WHAT NEEDS TO BE DONE:
Pull out every line below that contains the string "grass", and copy each one unchanged. Matching is case-sensitive.

RECORD EXTRACTS:
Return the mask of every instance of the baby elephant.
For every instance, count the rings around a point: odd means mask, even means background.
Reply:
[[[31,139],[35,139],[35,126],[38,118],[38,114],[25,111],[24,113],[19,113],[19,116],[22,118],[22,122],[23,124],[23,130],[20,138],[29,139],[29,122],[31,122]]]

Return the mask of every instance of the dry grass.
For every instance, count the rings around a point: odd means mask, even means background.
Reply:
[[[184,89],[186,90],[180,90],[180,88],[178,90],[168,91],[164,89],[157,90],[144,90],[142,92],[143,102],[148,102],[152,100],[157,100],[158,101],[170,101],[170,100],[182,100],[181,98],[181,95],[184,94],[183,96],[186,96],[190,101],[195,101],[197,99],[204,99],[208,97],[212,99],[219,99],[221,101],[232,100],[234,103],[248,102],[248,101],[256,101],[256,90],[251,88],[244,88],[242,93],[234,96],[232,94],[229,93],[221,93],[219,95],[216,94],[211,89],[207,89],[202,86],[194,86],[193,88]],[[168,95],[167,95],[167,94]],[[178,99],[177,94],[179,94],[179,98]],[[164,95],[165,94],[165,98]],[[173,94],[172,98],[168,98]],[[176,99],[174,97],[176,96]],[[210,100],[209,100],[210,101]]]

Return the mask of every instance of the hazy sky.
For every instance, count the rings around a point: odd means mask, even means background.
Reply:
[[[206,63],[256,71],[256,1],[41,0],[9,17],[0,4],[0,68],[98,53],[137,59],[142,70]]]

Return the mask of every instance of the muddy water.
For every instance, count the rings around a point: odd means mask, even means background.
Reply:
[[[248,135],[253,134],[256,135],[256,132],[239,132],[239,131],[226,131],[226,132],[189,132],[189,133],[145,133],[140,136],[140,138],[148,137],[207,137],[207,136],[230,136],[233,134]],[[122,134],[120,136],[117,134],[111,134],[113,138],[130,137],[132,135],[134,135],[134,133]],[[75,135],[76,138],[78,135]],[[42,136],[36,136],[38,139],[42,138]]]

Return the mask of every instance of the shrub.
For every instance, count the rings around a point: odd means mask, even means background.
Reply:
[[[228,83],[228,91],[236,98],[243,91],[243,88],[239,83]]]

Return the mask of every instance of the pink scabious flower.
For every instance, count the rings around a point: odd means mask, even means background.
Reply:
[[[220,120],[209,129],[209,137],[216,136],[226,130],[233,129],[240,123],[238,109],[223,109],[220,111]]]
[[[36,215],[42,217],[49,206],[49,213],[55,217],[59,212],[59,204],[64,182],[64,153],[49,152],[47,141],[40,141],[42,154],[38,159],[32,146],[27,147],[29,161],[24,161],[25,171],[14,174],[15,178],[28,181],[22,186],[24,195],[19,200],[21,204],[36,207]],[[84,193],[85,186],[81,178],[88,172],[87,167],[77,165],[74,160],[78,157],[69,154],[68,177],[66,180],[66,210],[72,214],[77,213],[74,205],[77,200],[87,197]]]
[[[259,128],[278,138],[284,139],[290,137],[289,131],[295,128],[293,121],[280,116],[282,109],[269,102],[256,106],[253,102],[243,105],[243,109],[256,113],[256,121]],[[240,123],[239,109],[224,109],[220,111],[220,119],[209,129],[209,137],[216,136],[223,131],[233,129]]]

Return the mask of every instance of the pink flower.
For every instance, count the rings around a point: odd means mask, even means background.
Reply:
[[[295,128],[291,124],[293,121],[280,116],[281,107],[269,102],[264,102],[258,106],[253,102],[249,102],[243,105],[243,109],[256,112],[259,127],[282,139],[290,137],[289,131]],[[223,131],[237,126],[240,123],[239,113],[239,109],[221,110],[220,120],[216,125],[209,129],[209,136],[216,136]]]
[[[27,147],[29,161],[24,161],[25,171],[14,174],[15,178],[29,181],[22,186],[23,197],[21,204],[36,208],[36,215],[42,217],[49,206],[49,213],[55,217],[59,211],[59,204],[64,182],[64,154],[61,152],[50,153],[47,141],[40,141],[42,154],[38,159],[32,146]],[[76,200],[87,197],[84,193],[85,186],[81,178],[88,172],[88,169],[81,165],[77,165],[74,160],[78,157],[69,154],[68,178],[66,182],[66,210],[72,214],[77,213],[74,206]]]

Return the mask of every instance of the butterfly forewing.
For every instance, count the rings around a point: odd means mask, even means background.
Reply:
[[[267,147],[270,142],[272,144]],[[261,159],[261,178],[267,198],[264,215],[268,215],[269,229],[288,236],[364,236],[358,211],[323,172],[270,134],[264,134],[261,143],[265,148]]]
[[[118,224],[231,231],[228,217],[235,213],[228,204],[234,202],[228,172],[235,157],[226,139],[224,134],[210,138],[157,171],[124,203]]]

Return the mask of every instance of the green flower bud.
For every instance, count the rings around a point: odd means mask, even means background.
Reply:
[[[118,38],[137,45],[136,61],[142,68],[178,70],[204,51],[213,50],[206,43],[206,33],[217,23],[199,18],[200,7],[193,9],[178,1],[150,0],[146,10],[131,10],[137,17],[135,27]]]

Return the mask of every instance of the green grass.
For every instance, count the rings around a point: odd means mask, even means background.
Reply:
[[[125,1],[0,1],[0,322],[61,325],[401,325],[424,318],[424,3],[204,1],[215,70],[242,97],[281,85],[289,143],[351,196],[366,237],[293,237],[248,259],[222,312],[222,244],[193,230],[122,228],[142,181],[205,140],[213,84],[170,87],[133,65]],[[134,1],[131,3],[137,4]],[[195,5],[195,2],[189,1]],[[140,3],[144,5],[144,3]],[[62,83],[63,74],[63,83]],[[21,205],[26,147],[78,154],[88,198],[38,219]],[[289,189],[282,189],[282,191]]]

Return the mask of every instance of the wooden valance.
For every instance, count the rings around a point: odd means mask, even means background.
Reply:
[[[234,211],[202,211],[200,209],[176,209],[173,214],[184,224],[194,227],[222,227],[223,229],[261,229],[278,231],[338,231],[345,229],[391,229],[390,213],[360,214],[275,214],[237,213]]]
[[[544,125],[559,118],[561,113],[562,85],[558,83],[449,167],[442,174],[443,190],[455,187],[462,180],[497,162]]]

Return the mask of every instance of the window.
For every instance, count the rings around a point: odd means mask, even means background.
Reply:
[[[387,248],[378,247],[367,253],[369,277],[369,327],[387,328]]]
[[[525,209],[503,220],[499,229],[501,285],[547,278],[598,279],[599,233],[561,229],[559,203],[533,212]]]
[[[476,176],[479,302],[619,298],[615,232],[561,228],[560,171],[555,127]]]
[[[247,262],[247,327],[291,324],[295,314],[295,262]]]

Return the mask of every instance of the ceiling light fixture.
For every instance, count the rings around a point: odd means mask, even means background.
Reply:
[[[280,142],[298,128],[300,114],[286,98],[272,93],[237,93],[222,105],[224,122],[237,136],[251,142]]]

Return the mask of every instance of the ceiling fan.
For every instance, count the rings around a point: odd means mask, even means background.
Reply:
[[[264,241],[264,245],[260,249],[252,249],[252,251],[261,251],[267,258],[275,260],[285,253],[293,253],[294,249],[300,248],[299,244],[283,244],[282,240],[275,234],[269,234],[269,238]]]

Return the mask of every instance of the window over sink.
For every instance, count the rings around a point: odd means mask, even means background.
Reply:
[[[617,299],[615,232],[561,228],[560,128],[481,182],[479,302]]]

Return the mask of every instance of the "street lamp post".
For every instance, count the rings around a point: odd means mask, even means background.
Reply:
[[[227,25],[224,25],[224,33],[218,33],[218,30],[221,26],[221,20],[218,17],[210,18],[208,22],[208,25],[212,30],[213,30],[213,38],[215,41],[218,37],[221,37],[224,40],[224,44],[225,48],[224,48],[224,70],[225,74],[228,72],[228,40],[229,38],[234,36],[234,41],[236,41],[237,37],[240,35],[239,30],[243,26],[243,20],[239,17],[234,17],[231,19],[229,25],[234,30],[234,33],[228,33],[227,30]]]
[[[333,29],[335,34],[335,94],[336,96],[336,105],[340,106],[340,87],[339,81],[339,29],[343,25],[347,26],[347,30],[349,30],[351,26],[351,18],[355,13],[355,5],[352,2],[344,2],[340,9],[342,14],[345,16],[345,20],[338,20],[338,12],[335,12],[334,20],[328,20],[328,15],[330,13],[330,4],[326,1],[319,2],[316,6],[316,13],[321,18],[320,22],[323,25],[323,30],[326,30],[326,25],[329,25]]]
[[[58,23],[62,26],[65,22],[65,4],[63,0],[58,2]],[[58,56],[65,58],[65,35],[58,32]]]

TASK RESPONSE:
Return the mask of every instance of the dry grass.
Return the mask of every instance of the green grass.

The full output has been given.